=== Work to be completed ===
Write the material out again in full, word for word. Do not include the pictures.

------ The input

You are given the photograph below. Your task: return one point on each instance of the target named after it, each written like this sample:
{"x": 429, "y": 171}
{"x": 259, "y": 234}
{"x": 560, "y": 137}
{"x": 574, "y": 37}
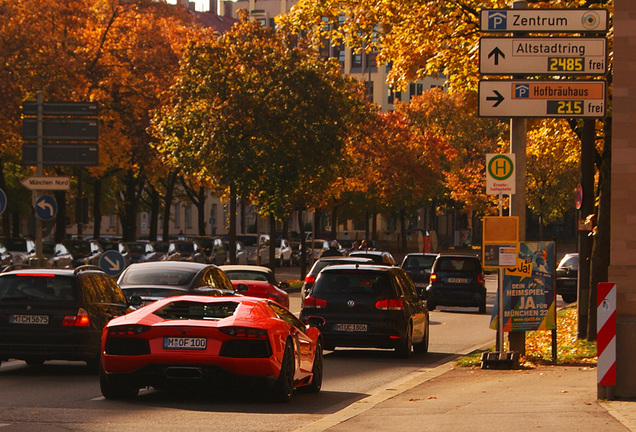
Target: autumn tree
{"x": 263, "y": 119}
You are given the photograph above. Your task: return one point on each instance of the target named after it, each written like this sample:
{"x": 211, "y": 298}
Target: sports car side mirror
{"x": 314, "y": 321}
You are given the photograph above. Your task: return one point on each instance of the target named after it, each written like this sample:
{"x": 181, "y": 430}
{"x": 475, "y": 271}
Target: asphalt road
{"x": 65, "y": 396}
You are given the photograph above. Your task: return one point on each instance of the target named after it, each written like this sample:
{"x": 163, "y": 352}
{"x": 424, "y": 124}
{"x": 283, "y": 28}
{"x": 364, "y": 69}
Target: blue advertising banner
{"x": 529, "y": 295}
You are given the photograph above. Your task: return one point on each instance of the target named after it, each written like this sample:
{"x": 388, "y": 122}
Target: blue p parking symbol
{"x": 522, "y": 91}
{"x": 497, "y": 20}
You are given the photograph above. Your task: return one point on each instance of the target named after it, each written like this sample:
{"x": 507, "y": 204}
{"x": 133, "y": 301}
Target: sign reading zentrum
{"x": 542, "y": 98}
{"x": 542, "y": 56}
{"x": 544, "y": 20}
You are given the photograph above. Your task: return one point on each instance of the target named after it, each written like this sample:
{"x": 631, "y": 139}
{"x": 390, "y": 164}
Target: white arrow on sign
{"x": 44, "y": 206}
{"x": 47, "y": 183}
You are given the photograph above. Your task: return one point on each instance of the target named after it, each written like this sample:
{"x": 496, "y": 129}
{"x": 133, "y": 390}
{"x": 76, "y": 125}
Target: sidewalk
{"x": 550, "y": 398}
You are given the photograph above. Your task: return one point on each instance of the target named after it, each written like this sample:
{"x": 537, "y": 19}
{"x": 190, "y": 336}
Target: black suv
{"x": 56, "y": 314}
{"x": 457, "y": 280}
{"x": 368, "y": 306}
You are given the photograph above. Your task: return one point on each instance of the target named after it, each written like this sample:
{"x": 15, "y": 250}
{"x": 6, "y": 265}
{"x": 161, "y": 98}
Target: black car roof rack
{"x": 87, "y": 267}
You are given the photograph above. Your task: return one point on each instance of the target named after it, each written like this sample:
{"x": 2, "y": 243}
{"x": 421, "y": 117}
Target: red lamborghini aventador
{"x": 194, "y": 339}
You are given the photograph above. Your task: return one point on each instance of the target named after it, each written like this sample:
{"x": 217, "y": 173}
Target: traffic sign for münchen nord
{"x": 47, "y": 183}
{"x": 542, "y": 56}
{"x": 544, "y": 20}
{"x": 500, "y": 170}
{"x": 542, "y": 98}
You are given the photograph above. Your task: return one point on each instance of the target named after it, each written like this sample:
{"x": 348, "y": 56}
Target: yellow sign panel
{"x": 501, "y": 229}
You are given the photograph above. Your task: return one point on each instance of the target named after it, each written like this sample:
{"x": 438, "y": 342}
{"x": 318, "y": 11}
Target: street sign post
{"x": 542, "y": 98}
{"x": 544, "y": 20}
{"x": 3, "y": 201}
{"x": 45, "y": 207}
{"x": 47, "y": 183}
{"x": 542, "y": 56}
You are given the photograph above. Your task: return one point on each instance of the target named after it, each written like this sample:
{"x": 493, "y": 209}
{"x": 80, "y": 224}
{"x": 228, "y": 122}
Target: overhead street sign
{"x": 47, "y": 183}
{"x": 71, "y": 154}
{"x": 542, "y": 56}
{"x": 60, "y": 129}
{"x": 542, "y": 98}
{"x": 79, "y": 109}
{"x": 544, "y": 20}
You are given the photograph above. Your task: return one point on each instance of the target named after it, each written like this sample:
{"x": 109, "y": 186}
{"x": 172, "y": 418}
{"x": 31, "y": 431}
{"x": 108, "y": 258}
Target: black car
{"x": 368, "y": 306}
{"x": 320, "y": 264}
{"x": 566, "y": 277}
{"x": 152, "y": 281}
{"x": 379, "y": 257}
{"x": 418, "y": 267}
{"x": 56, "y": 314}
{"x": 457, "y": 280}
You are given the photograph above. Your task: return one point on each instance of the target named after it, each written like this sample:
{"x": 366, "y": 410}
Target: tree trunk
{"x": 167, "y": 203}
{"x": 97, "y": 208}
{"x": 232, "y": 233}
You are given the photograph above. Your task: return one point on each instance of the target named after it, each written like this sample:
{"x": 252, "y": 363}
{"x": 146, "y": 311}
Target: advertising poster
{"x": 529, "y": 295}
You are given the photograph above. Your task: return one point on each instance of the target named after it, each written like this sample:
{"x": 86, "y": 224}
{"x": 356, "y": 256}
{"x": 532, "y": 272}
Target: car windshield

------------

=== The output ===
You are given the photograph below. Your task: return one point on each instance of the target named after it, each written like this sample:
{"x": 429, "y": 171}
{"x": 259, "y": 234}
{"x": 560, "y": 137}
{"x": 574, "y": 37}
Target: autumn tree
{"x": 263, "y": 119}
You are given the photograph above. Your task: return one point on each instance of the target named after it, each written like this sample:
{"x": 211, "y": 298}
Target: sports car side mirror
{"x": 314, "y": 321}
You are given the photograph above. Your task: return one point on each instance of the target named after it, each written like this sample:
{"x": 181, "y": 430}
{"x": 475, "y": 271}
Target: asphalt road
{"x": 65, "y": 396}
You are given the photograph above. Your task: return one point on each instance of the target named after it, each written like this sample:
{"x": 163, "y": 352}
{"x": 424, "y": 124}
{"x": 283, "y": 28}
{"x": 364, "y": 69}
Target: blue advertising banner
{"x": 529, "y": 295}
You are given the photograph above. Your task: return one point on each instance of the target named after it, each written like this sample:
{"x": 388, "y": 122}
Target: blue p parking symbol
{"x": 522, "y": 91}
{"x": 497, "y": 20}
You are given the photograph above. Your task: return one point on each instance of the target named after it, each written like this sample:
{"x": 507, "y": 204}
{"x": 133, "y": 301}
Target: sign reading zentrum
{"x": 542, "y": 98}
{"x": 542, "y": 56}
{"x": 544, "y": 20}
You are given the photograph above. Your task: return one point on each instance of the target named after it, each written like this sample:
{"x": 631, "y": 139}
{"x": 390, "y": 164}
Target: white arrow on sign
{"x": 44, "y": 206}
{"x": 47, "y": 183}
You are given the photograph above. Your task: return one point on each instance of the target named after it, each written like this sample:
{"x": 496, "y": 129}
{"x": 133, "y": 390}
{"x": 76, "y": 125}
Target: sidewalk
{"x": 550, "y": 398}
You are given the photograph above. Your task: return one point on each instance of the target named after it, each written like this sample:
{"x": 537, "y": 19}
{"x": 190, "y": 336}
Target: black suv
{"x": 56, "y": 314}
{"x": 457, "y": 280}
{"x": 368, "y": 306}
You are given the photograph above. Your task: return one point on each instance of the target named after it, each written like this sample:
{"x": 15, "y": 250}
{"x": 6, "y": 265}
{"x": 161, "y": 98}
Target: black car roof rack
{"x": 87, "y": 267}
You are given the photograph above. Your task: return one point on each instance of the target named after it, each written like this sample:
{"x": 2, "y": 243}
{"x": 421, "y": 117}
Target: red lamborghini aventador
{"x": 194, "y": 339}
You are given the photograph above. Your task: return one point on each instance of the target named after it, each written like this sample:
{"x": 217, "y": 173}
Target: traffic sign for münchen nord
{"x": 47, "y": 183}
{"x": 542, "y": 56}
{"x": 544, "y": 20}
{"x": 500, "y": 170}
{"x": 542, "y": 98}
You are given the photograph above. Your task: return one point on each instance of the target named after it, each written like this sample:
{"x": 348, "y": 56}
Target: yellow sign panel
{"x": 501, "y": 229}
You are given the photograph above. Your task: return one point on each instance of the target named after it, each written like this sample:
{"x": 438, "y": 342}
{"x": 318, "y": 11}
Target: street sign post
{"x": 542, "y": 98}
{"x": 544, "y": 20}
{"x": 3, "y": 201}
{"x": 45, "y": 207}
{"x": 47, "y": 183}
{"x": 542, "y": 56}
You are given the photograph above. Your task: return one point on each instance of the target named after it, each written like this sample:
{"x": 493, "y": 209}
{"x": 80, "y": 224}
{"x": 228, "y": 122}
Target: overhead street sign
{"x": 47, "y": 183}
{"x": 71, "y": 154}
{"x": 542, "y": 56}
{"x": 60, "y": 129}
{"x": 542, "y": 98}
{"x": 79, "y": 109}
{"x": 544, "y": 20}
You are given the photograph above. Your task: return one point on each instance of the target named after it, each written like this sample:
{"x": 109, "y": 186}
{"x": 172, "y": 418}
{"x": 31, "y": 431}
{"x": 108, "y": 258}
Target: black car
{"x": 368, "y": 306}
{"x": 320, "y": 264}
{"x": 566, "y": 277}
{"x": 152, "y": 281}
{"x": 379, "y": 257}
{"x": 418, "y": 267}
{"x": 56, "y": 314}
{"x": 457, "y": 280}
You are given the photograph above. Your task: return one point on each instance of the target named after it, each written like this sample:
{"x": 366, "y": 410}
Target: tree trunk
{"x": 167, "y": 203}
{"x": 97, "y": 208}
{"x": 232, "y": 233}
You are given the photograph above. Your task: return one point on each instance of the target named after it, each written like this sample:
{"x": 252, "y": 363}
{"x": 146, "y": 311}
Target: advertising poster
{"x": 529, "y": 295}
You are given the photograph above. Your task: return one point on each instance of the target named after it, each written like this sample:
{"x": 86, "y": 224}
{"x": 356, "y": 256}
{"x": 532, "y": 272}
Target: car windshield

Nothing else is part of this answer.